(Task inputs)
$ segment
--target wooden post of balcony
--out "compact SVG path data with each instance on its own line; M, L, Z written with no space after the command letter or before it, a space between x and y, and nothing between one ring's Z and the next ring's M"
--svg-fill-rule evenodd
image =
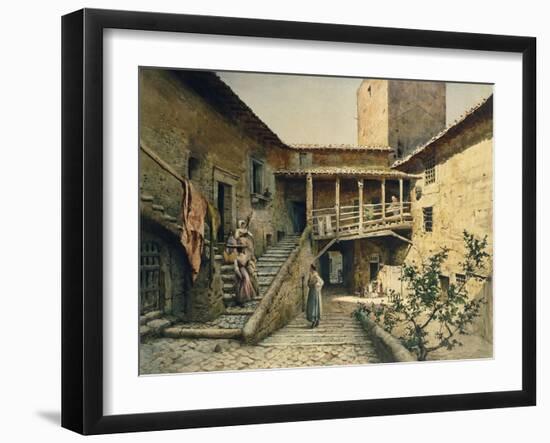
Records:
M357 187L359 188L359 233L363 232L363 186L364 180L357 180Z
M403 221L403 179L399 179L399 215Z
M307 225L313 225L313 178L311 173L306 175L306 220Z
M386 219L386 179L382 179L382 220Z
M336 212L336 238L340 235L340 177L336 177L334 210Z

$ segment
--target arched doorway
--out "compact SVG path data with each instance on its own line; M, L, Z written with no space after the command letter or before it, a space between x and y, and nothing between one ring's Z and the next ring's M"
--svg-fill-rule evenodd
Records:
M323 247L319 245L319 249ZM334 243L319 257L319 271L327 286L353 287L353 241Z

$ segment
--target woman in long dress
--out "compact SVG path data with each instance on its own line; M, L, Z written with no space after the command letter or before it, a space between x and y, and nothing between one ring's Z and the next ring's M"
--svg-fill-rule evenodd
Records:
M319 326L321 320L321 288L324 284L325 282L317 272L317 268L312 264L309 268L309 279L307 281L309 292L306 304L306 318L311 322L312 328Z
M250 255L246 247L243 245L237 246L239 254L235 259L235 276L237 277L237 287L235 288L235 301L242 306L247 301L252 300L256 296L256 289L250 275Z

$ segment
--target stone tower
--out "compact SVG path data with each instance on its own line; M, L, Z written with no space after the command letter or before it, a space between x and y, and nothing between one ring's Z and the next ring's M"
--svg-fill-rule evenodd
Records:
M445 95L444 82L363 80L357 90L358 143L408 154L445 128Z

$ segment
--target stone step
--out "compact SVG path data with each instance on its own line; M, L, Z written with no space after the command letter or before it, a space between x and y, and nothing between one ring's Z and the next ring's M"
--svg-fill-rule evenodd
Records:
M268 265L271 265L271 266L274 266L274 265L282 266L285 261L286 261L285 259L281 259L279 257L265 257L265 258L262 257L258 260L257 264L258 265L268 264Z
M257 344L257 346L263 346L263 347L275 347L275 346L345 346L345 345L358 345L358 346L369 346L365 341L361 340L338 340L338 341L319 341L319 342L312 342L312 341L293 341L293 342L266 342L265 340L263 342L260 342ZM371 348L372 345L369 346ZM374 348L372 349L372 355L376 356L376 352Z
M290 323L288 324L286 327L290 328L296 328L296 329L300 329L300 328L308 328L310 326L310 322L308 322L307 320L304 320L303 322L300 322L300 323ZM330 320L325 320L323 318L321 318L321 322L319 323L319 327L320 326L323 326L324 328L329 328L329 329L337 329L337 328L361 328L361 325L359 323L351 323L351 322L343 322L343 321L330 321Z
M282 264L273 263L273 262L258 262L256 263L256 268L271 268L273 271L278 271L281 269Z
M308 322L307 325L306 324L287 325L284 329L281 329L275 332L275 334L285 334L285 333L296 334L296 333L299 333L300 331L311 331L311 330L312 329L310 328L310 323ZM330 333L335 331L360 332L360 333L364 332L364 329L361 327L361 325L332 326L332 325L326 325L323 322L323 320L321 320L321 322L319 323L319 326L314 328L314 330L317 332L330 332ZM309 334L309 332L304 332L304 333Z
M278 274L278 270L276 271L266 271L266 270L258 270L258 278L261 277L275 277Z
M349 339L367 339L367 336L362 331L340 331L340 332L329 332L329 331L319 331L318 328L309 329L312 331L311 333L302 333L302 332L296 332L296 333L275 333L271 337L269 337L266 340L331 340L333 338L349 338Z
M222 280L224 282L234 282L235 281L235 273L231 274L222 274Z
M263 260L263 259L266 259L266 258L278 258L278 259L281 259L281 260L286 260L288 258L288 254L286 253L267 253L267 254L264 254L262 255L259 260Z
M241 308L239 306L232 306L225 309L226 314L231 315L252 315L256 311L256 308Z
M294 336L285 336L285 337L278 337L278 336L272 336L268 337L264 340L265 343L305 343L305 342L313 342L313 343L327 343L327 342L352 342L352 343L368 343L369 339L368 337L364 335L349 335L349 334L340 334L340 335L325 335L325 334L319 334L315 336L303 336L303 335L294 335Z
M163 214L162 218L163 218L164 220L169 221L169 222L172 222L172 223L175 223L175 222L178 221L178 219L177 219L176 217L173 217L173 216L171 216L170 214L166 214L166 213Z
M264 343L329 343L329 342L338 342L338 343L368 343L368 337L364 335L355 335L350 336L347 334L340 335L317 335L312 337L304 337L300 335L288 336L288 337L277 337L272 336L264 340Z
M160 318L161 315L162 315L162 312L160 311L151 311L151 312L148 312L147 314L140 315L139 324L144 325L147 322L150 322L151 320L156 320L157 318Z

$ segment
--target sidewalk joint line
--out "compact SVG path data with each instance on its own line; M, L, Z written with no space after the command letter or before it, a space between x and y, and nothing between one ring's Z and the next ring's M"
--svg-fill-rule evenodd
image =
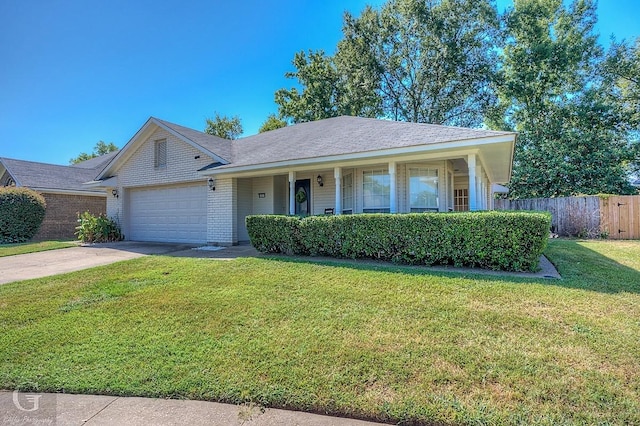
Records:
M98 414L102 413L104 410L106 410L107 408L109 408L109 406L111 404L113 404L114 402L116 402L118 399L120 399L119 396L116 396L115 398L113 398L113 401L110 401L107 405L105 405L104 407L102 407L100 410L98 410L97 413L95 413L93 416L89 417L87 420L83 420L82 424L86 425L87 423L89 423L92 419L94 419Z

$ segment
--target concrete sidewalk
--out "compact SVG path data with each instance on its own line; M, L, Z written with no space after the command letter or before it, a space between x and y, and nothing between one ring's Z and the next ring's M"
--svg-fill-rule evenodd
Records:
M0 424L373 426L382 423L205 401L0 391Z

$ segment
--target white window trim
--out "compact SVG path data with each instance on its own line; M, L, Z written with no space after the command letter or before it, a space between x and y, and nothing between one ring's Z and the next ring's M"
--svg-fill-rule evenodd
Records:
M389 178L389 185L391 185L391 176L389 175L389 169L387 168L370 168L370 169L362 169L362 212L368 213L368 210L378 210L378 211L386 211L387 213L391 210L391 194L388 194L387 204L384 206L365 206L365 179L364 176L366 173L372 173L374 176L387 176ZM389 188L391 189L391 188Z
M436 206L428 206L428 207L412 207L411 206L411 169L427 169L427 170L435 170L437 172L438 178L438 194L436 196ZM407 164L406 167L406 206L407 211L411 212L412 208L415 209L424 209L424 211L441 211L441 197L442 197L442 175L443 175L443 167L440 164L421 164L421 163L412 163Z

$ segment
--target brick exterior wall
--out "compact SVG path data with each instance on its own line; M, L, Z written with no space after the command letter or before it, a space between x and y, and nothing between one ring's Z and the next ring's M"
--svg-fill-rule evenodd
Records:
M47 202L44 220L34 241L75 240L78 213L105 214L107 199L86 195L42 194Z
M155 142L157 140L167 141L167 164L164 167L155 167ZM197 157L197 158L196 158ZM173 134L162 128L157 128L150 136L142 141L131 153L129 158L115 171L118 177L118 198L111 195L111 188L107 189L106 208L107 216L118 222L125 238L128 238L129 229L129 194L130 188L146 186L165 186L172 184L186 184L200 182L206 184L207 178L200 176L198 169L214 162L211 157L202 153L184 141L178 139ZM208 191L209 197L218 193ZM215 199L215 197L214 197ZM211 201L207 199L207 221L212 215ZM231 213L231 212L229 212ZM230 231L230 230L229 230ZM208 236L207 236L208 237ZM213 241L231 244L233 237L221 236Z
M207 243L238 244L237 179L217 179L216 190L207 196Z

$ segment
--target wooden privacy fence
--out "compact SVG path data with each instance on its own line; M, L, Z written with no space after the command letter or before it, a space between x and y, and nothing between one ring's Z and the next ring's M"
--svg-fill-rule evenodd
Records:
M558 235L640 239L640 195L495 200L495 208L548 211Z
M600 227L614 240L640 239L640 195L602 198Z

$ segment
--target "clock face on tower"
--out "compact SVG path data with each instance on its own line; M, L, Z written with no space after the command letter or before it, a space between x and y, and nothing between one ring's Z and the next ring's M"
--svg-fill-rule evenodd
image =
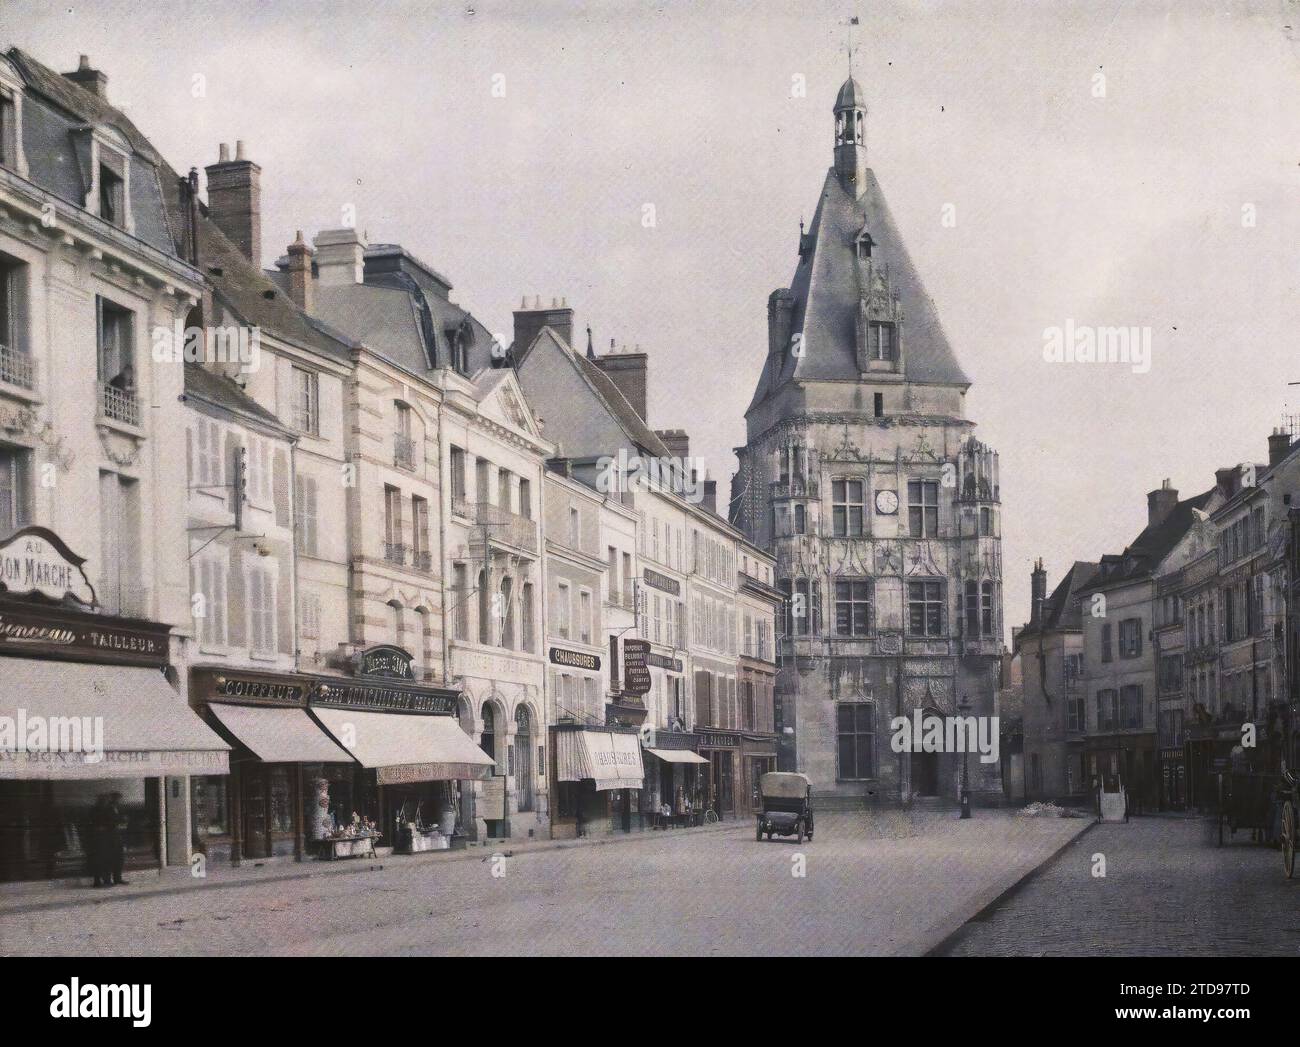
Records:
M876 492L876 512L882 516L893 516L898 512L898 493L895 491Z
(End Task inputs)
(Task inputs)
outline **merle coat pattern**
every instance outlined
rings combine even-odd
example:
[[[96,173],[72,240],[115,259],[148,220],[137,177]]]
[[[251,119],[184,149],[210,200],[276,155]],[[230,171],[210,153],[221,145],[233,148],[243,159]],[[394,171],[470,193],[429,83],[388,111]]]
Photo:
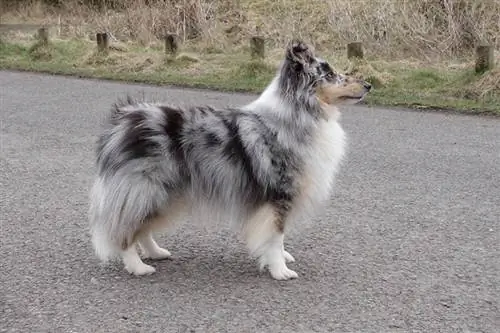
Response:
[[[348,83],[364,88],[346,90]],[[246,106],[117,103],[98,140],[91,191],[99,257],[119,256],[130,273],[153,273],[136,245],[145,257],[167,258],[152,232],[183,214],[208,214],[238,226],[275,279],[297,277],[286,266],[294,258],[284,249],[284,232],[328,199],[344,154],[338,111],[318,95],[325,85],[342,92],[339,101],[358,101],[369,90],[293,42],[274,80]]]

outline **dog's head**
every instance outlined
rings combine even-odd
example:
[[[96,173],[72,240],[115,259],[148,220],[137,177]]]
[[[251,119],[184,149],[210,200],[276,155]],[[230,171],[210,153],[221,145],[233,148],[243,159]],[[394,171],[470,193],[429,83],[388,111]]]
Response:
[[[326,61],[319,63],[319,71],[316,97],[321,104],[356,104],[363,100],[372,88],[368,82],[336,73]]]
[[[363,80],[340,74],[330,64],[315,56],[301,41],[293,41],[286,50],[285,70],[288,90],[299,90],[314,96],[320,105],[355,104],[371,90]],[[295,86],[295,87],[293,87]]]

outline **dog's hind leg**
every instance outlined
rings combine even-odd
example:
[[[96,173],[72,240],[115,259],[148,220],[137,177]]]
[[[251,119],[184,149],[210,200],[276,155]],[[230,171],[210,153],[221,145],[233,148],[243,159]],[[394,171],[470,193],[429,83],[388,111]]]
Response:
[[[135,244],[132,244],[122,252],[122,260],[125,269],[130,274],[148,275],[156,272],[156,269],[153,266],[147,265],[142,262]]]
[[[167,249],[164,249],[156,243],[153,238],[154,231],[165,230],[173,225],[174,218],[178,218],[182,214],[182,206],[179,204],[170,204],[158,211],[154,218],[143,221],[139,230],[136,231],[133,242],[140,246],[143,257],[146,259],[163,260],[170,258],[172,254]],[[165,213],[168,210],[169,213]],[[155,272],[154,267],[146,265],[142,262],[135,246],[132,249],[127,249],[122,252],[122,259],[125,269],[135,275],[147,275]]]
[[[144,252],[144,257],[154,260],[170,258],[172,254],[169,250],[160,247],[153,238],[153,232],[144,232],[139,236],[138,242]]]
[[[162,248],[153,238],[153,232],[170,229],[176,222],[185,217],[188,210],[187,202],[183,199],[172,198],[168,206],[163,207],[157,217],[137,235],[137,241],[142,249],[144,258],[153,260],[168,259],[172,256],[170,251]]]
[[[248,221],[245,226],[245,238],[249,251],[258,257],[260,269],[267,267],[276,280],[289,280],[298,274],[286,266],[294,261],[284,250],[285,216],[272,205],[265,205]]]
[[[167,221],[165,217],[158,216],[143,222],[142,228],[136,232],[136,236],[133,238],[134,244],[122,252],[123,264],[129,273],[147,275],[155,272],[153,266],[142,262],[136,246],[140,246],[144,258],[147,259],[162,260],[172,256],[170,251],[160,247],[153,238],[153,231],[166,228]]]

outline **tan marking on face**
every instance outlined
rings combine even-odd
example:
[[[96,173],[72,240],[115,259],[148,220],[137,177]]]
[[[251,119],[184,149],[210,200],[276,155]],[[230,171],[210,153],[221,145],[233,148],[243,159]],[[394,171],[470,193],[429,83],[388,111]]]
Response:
(End Task inputs)
Where does "face" appear in the records above? Copy each line that holds it.

--target "clock face on tower"
outline **tan marking on face**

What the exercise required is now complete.